┌──
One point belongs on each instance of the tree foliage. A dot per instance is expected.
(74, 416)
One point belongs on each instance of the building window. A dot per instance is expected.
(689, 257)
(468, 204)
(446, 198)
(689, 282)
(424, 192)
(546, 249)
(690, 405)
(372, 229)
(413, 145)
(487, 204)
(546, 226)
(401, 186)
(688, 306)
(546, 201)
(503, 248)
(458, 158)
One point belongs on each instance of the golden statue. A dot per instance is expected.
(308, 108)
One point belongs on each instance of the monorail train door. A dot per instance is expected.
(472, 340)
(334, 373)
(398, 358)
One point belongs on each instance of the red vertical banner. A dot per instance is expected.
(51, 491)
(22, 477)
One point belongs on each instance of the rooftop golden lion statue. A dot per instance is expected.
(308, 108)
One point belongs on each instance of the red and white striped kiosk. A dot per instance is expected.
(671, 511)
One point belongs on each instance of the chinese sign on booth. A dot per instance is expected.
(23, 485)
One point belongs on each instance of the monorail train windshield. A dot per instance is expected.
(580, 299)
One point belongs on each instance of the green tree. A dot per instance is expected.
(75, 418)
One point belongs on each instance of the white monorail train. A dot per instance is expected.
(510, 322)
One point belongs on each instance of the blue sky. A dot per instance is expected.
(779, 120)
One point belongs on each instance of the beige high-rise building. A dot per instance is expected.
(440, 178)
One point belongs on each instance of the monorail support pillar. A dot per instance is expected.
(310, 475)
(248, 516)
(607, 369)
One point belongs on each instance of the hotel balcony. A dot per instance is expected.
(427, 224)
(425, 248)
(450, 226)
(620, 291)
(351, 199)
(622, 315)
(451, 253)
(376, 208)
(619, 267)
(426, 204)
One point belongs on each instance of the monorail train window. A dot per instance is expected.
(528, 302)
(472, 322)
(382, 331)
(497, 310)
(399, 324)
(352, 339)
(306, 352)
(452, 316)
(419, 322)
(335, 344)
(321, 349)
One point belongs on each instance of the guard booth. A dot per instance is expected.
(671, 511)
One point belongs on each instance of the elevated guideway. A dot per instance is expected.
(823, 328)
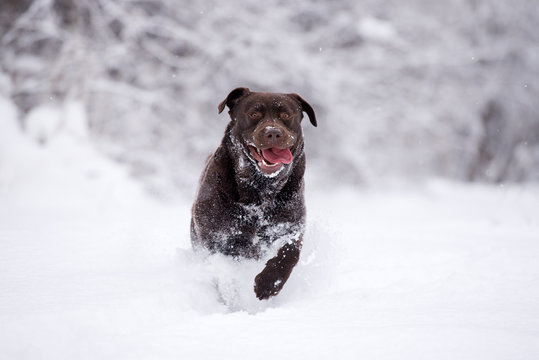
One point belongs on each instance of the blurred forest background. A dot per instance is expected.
(402, 89)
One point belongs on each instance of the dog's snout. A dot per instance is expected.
(273, 133)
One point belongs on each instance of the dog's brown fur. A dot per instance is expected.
(241, 205)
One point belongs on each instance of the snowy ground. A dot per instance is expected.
(91, 267)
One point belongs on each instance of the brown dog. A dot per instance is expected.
(251, 191)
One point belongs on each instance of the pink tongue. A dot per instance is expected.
(276, 155)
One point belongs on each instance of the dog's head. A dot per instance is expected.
(268, 126)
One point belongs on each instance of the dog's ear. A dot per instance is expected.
(305, 106)
(232, 98)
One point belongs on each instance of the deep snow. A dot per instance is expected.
(93, 267)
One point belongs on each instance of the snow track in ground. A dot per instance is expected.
(91, 267)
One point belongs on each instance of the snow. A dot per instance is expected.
(93, 267)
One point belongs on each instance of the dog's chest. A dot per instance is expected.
(266, 224)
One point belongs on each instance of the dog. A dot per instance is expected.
(250, 193)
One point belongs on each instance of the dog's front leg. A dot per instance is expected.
(278, 269)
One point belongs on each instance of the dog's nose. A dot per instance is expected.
(272, 132)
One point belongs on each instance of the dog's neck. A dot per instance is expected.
(252, 185)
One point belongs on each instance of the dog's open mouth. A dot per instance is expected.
(271, 159)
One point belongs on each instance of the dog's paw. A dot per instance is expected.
(268, 283)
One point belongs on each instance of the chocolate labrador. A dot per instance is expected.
(250, 195)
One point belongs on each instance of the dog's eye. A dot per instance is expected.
(284, 116)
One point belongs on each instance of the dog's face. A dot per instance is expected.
(268, 125)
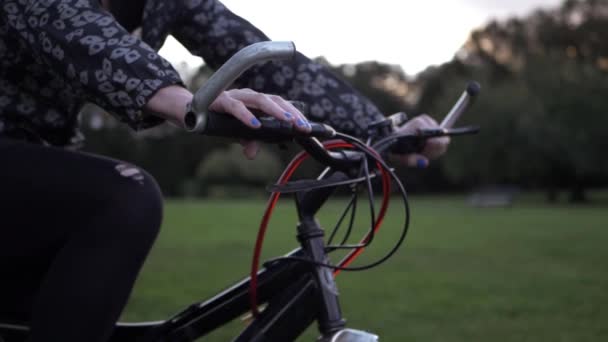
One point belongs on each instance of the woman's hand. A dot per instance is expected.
(433, 149)
(170, 103)
(237, 101)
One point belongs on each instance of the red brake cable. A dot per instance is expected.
(272, 201)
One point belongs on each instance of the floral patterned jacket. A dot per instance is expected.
(56, 55)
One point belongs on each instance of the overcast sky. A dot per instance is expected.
└──
Exactly reproduce each entry, but drop the pictures.

▶ **Solution to this problem**:
One point belongs on each instance of the tree foliage. A dot per instance is expected.
(74, 416)
One point belongs on each instance of the building window. A dot per instance is expected.
(689, 257)
(468, 204)
(446, 198)
(689, 282)
(424, 192)
(546, 249)
(690, 405)
(372, 229)
(413, 145)
(487, 204)
(546, 226)
(401, 186)
(688, 306)
(546, 201)
(503, 248)
(458, 158)
One point belongs on each instance of the golden statue. A dot per instance is expected.
(308, 108)
One point belongs on each instance of the monorail train door. A dot per instance is expected.
(472, 340)
(334, 373)
(398, 358)
One point belongs on each instance of the red vertical banner. A dot per instance is expected.
(51, 491)
(22, 477)
One point belongs on each instance of the rooftop golden lion statue. A dot per instance is expected.
(308, 108)
One point belongs on each instance of the red and white striped kiosk. A dot per instance is expected.
(671, 511)
One point belongs on each instance of the chinese sign on booth. A dot per instance is expected.
(23, 485)
One point belongs on each instance of the monorail train windshield. A dot per instance is expected.
(580, 299)
One point belongs on each instance of the green tree. A dot per instance is expected.
(75, 418)
One point belongs on each instance of the white monorail train. A dot per instance is expected.
(510, 322)
One point belongs on each instance of the blue sky. A dot per instance is expected.
(779, 120)
One point belongs on each instance of the beige high-rise building. A dot per instance is expected.
(440, 178)
One point belongs on each instance of the monorail support pillar. A dot per instance is expected.
(310, 475)
(248, 516)
(607, 369)
One point belongs on each instance of the hotel balcony. A dot per instance is expected.
(427, 224)
(425, 248)
(450, 226)
(620, 291)
(351, 199)
(622, 315)
(451, 253)
(376, 208)
(619, 267)
(426, 204)
One point belongs on each instance of the monorail train window. A dot per instance is expected.
(528, 302)
(472, 322)
(382, 331)
(497, 310)
(399, 324)
(352, 339)
(306, 352)
(452, 316)
(419, 322)
(335, 344)
(321, 349)
One point belongs on each instance of the guard booth. A dot per instance is expected.
(671, 511)
One point belongs on each instance of the elevated guideway. A dot per instance is expected.
(823, 328)
One point belongs on each instance of the blurred forest background. A dot per instance is expected.
(402, 89)
One point belongs on each instance of the dog's snout. A dot per instance is expected.
(273, 133)
One point belongs on each instance of the dog's brown fur. A dot per instance is expected.
(241, 205)
One point belongs on each instance of the snowy ground. A dot per instance is expected.
(91, 267)
One point belongs on each instance of the brown dog. A dot per instance is expected.
(251, 191)
One point belongs on each instance of the pink tongue. A dot per instance is expected.
(276, 155)
One point belongs on each instance of the dog's head. A dot per instance is expected.
(268, 126)
One point belongs on each instance of the dog's ear. A dot per instance is expected.
(305, 106)
(232, 98)
One point belongs on each instance of the deep snow. A dot per instance is expected.
(93, 267)
One point belongs on each instance of the snow track in ground. A dot per instance is expected.
(91, 267)
One point belongs on each instance of the snow. A dot per instance is expected.
(93, 267)
One point belongs on each instance of the dog's chest. A dot per instance is expected.
(266, 224)
One point belongs on each instance of the dog. A dot per instance is expected.
(250, 193)
One point belongs on each instance of the dog's front leg. A dot per instance is expected.
(278, 269)
One point belongs on each instance of the dog's nose. A dot per instance is expected.
(272, 132)
One point belongs on each instance of the dog's neck. A dot per instance is expected.
(252, 185)
One point belongs on each instance of the dog's open mouth. A dot per instance is expected.
(271, 159)
One point belongs on each instance of the dog's paw. A dot per instance is expected.
(268, 283)
One point belongs on each instance of the chocolate labrador. A dot per instance is expected.
(250, 195)
One point belongs on each instance of the dog's eye. A dot per instance is expected.
(284, 116)
One point belongs on each instance of the dog's face. A dot per instance is expected.
(268, 125)
One point belongs on each instance of the woman's hand. A dot per instance is expected.
(433, 149)
(170, 103)
(237, 101)
One point belongs on each instance of the red brake cable. A dot per instance is expected.
(272, 201)
One point belongs on each instance of the floral patterned jacket. A dot per instance is expected.
(56, 55)
One point belongs on each instance of the overcast sky. A dot per instance is expected.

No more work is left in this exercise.